» **SUPPLIED DATA**
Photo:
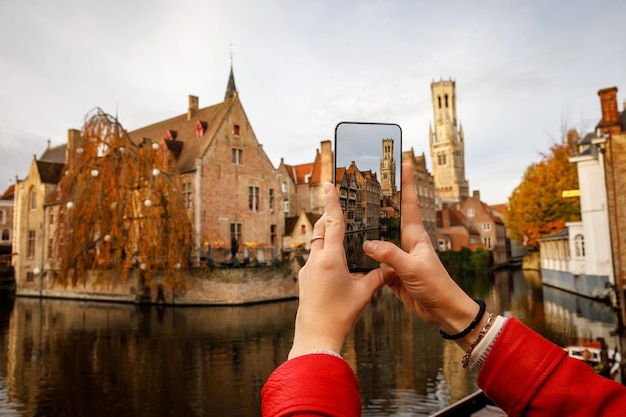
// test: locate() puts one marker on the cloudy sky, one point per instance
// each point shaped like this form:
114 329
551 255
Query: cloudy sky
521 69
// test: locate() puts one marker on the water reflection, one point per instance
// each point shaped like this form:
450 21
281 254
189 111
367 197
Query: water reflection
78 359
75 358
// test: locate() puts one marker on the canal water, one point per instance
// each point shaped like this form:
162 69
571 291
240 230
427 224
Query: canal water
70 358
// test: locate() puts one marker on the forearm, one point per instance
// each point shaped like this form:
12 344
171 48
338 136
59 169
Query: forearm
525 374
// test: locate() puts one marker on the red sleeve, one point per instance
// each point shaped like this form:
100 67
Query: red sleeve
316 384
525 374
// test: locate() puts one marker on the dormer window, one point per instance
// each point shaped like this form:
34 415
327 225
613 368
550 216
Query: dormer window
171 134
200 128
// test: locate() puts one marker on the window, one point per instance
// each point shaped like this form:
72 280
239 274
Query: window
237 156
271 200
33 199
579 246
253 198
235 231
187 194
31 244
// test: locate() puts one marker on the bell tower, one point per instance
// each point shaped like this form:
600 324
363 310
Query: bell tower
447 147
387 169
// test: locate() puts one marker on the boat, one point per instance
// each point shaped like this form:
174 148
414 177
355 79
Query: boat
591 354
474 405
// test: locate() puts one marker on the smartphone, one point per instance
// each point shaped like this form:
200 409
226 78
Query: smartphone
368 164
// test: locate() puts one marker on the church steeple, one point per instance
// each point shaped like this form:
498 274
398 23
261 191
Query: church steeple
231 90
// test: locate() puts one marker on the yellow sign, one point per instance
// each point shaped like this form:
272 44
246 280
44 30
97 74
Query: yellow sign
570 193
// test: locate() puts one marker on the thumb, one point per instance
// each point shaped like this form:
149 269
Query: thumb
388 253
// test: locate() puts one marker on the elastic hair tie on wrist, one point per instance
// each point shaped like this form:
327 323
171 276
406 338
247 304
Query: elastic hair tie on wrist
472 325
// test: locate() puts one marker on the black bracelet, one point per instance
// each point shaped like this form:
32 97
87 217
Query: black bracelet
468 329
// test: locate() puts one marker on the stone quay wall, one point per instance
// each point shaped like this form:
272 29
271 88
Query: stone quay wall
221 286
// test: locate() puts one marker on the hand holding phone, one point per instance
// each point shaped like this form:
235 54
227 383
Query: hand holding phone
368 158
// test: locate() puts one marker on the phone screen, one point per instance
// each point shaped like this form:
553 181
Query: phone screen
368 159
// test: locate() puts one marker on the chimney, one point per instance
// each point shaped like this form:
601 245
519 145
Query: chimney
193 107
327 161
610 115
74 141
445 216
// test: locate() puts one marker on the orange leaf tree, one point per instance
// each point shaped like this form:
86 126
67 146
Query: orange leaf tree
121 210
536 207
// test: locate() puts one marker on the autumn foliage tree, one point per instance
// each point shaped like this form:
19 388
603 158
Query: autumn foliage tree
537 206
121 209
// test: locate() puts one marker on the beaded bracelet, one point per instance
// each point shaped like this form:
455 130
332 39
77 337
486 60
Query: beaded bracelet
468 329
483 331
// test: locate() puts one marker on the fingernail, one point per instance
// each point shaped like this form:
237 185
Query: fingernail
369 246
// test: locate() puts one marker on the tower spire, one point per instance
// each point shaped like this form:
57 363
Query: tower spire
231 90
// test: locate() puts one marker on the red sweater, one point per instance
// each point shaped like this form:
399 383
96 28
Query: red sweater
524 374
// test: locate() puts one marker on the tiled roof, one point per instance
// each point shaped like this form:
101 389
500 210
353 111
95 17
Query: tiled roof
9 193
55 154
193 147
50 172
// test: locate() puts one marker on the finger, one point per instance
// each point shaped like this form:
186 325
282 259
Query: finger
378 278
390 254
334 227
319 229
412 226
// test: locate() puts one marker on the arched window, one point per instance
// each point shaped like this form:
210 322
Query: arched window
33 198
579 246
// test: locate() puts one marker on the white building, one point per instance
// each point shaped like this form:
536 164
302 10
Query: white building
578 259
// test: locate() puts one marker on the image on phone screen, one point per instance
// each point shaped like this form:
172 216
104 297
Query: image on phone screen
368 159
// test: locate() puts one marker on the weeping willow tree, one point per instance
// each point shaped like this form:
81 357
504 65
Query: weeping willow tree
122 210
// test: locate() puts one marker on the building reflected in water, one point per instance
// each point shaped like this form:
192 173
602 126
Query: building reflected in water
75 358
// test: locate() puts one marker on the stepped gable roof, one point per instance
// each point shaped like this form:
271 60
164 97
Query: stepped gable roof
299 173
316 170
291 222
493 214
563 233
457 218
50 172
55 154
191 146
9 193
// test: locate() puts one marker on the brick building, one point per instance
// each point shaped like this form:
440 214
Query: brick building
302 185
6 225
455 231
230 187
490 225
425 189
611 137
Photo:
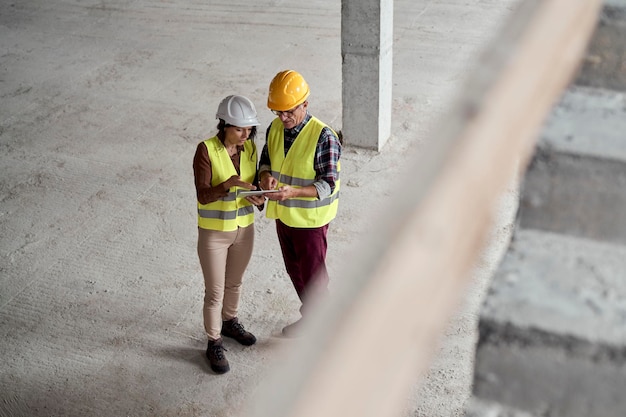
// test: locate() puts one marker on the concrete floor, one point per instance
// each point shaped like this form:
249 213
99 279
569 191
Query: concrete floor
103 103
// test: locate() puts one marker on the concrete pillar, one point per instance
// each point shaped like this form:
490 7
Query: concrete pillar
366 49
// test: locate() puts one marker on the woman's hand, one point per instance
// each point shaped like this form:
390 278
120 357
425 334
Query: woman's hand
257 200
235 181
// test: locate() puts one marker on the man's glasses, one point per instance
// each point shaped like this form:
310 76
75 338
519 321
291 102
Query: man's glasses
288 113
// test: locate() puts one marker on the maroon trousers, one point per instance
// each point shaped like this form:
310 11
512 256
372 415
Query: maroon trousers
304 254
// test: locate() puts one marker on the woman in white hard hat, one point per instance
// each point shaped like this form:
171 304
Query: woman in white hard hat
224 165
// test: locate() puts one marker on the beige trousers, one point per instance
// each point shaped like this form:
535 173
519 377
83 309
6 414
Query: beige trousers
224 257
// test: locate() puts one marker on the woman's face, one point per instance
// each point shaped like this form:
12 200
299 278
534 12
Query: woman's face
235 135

==

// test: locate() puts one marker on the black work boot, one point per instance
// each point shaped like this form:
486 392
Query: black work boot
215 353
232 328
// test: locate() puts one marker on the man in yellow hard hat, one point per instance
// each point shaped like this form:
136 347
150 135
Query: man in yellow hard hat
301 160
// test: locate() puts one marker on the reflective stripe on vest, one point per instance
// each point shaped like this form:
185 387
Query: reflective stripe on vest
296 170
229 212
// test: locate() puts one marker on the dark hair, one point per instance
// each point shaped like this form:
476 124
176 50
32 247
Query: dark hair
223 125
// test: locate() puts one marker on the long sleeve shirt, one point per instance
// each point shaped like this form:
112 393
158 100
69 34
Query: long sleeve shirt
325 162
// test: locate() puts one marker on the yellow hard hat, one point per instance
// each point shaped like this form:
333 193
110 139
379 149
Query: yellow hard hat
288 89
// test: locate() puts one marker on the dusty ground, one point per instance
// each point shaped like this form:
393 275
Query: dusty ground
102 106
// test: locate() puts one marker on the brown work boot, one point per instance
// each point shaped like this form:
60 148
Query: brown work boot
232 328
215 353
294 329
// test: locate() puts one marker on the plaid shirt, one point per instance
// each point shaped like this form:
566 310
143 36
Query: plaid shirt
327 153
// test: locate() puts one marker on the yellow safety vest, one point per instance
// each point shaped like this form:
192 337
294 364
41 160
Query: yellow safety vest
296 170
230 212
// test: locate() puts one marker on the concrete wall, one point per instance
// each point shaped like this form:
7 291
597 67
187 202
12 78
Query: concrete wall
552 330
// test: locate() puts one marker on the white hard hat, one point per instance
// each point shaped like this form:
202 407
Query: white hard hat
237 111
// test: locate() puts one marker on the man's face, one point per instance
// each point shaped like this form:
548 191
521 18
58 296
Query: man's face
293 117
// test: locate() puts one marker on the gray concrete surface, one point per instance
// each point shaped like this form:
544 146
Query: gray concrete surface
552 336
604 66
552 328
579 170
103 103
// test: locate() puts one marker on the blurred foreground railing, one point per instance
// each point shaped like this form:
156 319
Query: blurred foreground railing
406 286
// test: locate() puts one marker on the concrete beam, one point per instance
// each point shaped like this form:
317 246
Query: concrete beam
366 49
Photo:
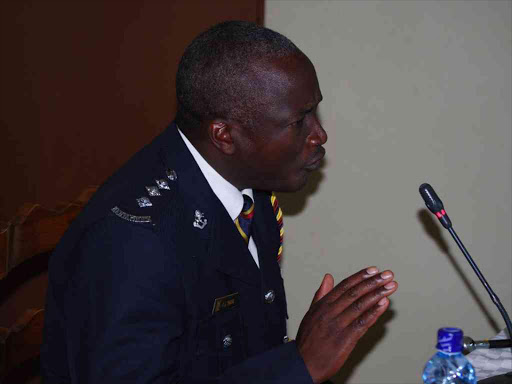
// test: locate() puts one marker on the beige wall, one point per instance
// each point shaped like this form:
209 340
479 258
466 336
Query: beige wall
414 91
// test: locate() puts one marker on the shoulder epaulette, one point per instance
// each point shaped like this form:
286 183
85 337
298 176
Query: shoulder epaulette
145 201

...

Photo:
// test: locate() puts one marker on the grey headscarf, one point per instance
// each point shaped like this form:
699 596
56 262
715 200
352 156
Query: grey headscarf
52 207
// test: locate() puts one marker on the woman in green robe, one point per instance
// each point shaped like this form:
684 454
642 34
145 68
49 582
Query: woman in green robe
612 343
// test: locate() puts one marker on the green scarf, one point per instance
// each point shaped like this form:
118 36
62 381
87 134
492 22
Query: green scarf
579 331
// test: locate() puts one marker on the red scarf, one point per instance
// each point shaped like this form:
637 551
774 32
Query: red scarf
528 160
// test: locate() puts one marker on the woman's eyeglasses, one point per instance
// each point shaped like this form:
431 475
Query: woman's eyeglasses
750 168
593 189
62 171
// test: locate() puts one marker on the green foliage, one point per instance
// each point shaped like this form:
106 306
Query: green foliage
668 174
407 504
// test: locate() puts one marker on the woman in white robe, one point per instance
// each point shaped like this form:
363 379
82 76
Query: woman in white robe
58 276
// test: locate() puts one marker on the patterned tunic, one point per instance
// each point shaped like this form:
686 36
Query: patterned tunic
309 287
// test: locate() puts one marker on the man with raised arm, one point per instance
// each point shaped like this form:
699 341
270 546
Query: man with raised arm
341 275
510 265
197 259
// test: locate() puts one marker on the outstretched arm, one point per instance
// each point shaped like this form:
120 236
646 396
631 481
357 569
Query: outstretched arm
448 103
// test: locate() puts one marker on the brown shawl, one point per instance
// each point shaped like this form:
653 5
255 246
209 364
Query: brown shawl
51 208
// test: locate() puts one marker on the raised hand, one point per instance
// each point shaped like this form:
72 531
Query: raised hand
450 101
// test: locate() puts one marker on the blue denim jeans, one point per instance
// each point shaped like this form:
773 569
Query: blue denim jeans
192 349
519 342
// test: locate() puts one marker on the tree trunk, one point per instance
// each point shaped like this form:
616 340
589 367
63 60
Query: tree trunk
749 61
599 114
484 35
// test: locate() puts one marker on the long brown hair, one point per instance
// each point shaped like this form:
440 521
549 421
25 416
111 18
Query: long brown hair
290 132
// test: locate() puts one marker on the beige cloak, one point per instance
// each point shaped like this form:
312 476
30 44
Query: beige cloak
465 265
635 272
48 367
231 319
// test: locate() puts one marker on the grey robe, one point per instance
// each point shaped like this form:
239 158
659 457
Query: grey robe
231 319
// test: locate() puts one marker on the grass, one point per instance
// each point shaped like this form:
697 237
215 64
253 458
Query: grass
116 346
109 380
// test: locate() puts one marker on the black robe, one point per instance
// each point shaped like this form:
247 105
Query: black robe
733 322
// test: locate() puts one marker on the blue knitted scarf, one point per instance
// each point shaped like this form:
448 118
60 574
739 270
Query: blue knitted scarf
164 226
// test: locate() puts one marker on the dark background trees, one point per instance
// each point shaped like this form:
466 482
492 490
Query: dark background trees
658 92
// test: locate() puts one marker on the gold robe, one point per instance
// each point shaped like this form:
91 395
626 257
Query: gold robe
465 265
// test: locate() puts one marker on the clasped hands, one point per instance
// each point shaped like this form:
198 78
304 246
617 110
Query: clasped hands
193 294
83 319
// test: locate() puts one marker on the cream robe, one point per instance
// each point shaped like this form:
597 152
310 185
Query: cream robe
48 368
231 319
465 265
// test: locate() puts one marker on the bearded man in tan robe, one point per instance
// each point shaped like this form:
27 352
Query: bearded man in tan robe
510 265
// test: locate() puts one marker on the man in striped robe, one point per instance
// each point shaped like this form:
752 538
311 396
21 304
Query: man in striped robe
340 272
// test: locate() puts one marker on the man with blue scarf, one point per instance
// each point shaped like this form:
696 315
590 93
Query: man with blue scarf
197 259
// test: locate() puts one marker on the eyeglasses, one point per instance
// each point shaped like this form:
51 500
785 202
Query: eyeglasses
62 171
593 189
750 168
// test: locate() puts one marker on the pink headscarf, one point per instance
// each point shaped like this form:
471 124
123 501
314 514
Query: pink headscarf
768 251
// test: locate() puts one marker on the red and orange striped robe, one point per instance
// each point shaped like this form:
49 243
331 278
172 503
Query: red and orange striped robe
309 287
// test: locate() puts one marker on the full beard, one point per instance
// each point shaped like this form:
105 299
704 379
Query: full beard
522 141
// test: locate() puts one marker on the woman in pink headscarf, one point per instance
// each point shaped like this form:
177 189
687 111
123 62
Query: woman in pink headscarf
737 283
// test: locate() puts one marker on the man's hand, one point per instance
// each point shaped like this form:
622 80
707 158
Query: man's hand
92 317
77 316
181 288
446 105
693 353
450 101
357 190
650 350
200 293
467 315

» **REQUIRED WORK**
Your reply is to repeat, unchanged, the lines above running from the one with "foliage tree, one point per instance" up to and including the one with "fingernail, one point per instance".

» **COMPLETED EXERCISE**
// test: locate() puts one marker on the autumn foliage tree, one point per instance
// each point shaped like this form:
19 388
603 158
Query: autumn foliage tree
537 206
121 209
// test: locate() puts one marker on the beaded bracelet, one point per instance
// each point shaped like this form:
455 130
332 39
77 337
486 60
Query: beaded bracelet
468 329
483 331
// test: locate() puts one marker on the fingernail, one point per instance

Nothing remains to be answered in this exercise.